- **Goal of the exercise**:
Please give again, word for word, the line that contains "the concrete wall" and every line after it to the end of the data, with no other lines.

- **Data provided**:

"""

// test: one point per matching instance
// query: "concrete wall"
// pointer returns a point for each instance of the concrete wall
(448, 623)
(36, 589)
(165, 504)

"""

- **Exercise result**:
// pointer returns a point for each instance of the concrete wall
(448, 623)
(36, 589)
(165, 504)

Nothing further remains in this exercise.